[[ Information provided open ]]

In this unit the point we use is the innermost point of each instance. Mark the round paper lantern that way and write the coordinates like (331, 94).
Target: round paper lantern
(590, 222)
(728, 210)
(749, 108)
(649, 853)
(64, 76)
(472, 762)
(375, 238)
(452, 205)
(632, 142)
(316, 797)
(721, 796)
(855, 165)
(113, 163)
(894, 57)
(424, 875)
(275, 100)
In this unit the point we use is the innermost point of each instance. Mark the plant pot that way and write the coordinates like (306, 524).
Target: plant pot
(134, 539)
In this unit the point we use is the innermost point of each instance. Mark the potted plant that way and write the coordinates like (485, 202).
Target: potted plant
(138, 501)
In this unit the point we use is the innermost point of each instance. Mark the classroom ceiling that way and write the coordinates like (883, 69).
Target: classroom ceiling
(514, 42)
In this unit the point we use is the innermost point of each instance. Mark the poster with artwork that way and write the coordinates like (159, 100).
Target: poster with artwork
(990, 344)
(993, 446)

[[ Information provided closed ]]
[[ Information provided open ]]

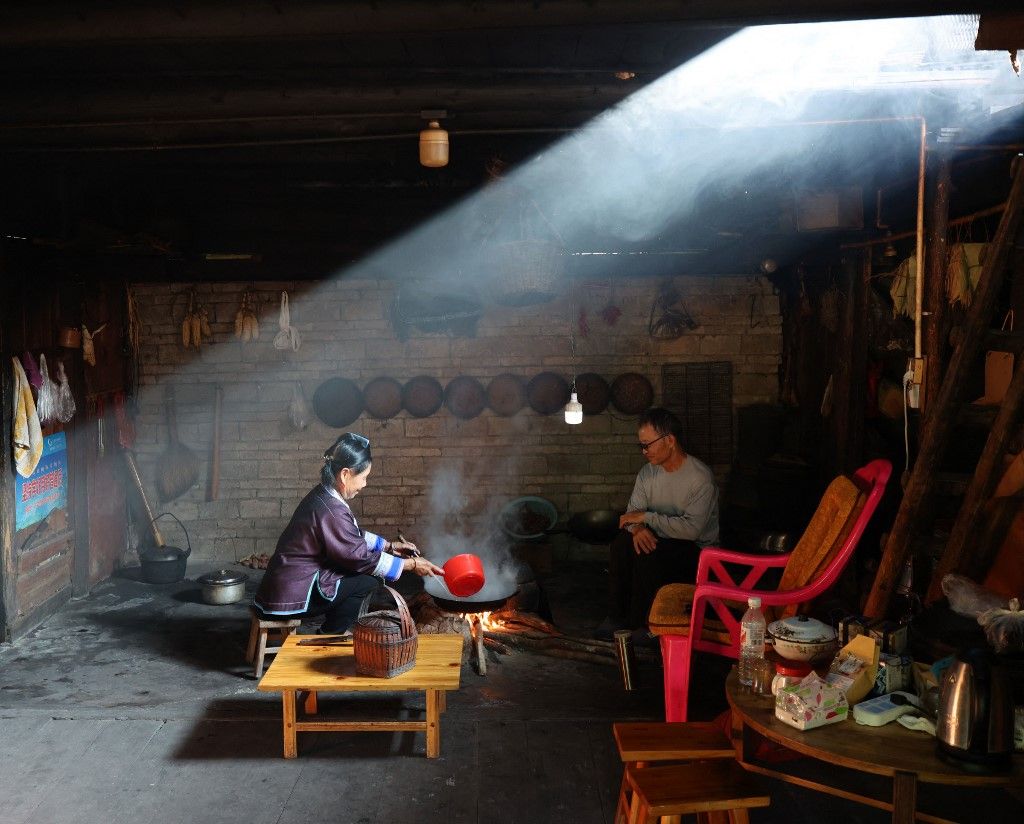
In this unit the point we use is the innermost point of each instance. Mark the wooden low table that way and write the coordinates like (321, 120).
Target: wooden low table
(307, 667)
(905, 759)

[[ Information provided closed ]]

- Required action -
Your answer should be a single number: how many lines in the listing above contain "each"?

- Exercise output -
6